**WRITTEN REQUEST A:**
Print the passage of the article on Magento 1's end of life starting at "Adobe and payment-card" and ending at "to Magento 2.", word for word.

**EXTRACT:**
Adobe and payment-card companies are making last-minute pleas for e-commerce sites to update to Magento 2, to avoid Magecart attacks and more.

With Magento 1 reaching end-of-life (EOL) on Tuesday, Adobe is making a last-ditch effort to urge the 100,000 online stores still running the outdated version to migrate to Magento 2.

Magento is a popular, Adobe-owned open-source e-commerce platform that powers many online shops. After June 30 (Tuesday of this week), Adobe is pulling the plug on security fixes for Magento Commerce 1.14 and Magento Open Source 1 (formerly known as Enterprise Edition and Community Edition, respectively). E-commerce merchants must migrate to Magento 2, which was released five years ago.

“Thousands of merchants have already migrated to Magento 2,” according to a recent Magento update. “It is the best solution for growing businesses to succeed and thrive in digital commerce. Magento 2 offers a wealth of built-in features that are not available in Magento 1, plus infrastructure that is easier to maintain and support.”

With the number of active users of Magento 1 still topping 100,000, the looming EOL date opens up various cybersecurity issues. The Magecart cybergang, which has previously targeted the platform in order to inject card-skimming scripts onto checkout pages, is the biggest concern for security researchers. And security holes continue to pop up in the platform – Just last week Adobe issued fixes for critical- and important-severity flaws in Magento 1.14.4.5 and earlier versions, warning that the security update was the final one for Magento 1.

As of Tuesday, e-commerce sites using the outdated Magento version will also be out of compliance with the PCI DSS standard (the Payment Card Industry Data Security Standard), which is a security standard for organizations handling credit cards, which aims to help reduce credit card fraud. Requirement 6 of the PCI DSS requires merchants to “develop and maintain secure systems and applications by installing applicable vendor-supplied security patches” which they cannot do when future security patches for Magento 1 are killed.

“Once a version of Magento Commerce software is no longer supported, it falls out of PCI compliance and it is your responsibility to re-certify compliance,” according to Adobe. “Merchants may be subject to fines or removal of credit card processing ability if you are unable to update vulnerabilities from regular scans and penetration testing.”

Adobe isn’t the only company urging websites to update. PayPal and Visa have also issued alerts, saying that PCI DSS requirements apply to merchant integrations with card payment brands. And according to a report by ZDNet, Mastercard also recently sent customers security alerts warning them to update to avoid cyberattacks.

Magento 1’s EOL has been a long time coming. Magento 2 was released in 2015 with various improved features, including better performance and a mobile-friendly admin interface (for reference, the most current version of Magento is Magento 2.3.5, released in April). The imminent June 2020 EOL for Magento 1 was then announced in September 2018, months after Adobe acquired Magento in May 2018. Since then, Magento has been working with technology vendors, developers, customers and partners for transition plans to the new version.

End of life timelines often leave lagging companies in security hot water. With Flash Player’s Dec. 31, 2020 kill date quickly approaching, for instance, Adobe said that it will start prompting users to uninstall the software in the coming months.

“Any time software reaches end-of-life there is the risk of attackers discovering new vulnerabilities that will remain unpatched,” Zach Varnell, Senior AppSec Consultant at nVisium, told Threatpost. “There may even be existing vulnerabilities that are not yet publicly known. Attackers could just sit on those issues and not reveal them until after the EOL date, ensuring that they will have longer to use them.”

**WRITTEN REQUEST B:**
Output the lines of the records starting at the line containing "Would you mind placing a dot on the hedge" and ending at the last line of the records, both included, reproducing them verbatim.

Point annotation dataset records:
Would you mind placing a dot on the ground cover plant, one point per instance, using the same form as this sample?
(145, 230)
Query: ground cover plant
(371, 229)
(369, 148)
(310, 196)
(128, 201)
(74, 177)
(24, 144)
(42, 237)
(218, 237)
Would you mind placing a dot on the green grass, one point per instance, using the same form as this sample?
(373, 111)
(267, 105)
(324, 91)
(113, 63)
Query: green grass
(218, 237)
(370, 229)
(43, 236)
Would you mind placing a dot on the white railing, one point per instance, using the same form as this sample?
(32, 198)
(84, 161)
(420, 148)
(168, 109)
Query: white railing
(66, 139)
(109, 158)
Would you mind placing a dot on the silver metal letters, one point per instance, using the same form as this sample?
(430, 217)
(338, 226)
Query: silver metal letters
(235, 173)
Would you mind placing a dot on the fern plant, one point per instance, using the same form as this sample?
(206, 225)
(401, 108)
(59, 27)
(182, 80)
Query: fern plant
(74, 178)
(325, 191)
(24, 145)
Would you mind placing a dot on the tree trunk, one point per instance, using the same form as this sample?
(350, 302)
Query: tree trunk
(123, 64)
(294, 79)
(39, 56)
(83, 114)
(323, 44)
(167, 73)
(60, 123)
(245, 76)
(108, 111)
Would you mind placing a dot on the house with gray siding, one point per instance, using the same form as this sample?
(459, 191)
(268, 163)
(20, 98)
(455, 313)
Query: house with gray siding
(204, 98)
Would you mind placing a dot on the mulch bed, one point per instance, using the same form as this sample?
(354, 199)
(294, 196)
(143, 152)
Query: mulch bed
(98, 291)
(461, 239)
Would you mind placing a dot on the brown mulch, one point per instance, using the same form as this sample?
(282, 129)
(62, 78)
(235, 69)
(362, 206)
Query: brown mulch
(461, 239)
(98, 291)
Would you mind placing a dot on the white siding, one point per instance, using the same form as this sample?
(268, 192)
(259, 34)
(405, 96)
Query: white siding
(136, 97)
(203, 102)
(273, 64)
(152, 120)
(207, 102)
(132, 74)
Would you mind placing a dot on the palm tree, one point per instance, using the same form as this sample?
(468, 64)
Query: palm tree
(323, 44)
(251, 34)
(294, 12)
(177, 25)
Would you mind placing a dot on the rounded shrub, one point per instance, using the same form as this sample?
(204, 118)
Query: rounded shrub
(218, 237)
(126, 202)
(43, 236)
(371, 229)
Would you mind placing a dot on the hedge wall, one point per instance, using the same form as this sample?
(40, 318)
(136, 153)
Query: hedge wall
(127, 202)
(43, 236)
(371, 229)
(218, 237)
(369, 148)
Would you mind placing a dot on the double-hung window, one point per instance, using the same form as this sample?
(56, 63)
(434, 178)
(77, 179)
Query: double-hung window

**FULL SOLUTION A:**
Adobe and payment-card companies are making last-minute pleas for e-commerce sites to update to Magento 2, to avoid Magecart attacks and more.

With Magento 1 reaching end-of-life (EOL) on Tuesday, Adobe is making a last-ditch effort to urge the 100,000 online stores still running the outdated version to migrate to Magento 2.

**FULL SOLUTION B:**
Would you mind placing a dot on the hedge wall, one point per instance, using the same form as this sample?
(40, 318)
(136, 153)
Query: hedge wall
(127, 202)
(43, 236)
(371, 229)
(218, 237)
(369, 148)
Would you mind placing a dot on the double-hung window, one point per instance, using the same form as this sample?
(56, 63)
(434, 178)
(77, 179)
Query: double-hung window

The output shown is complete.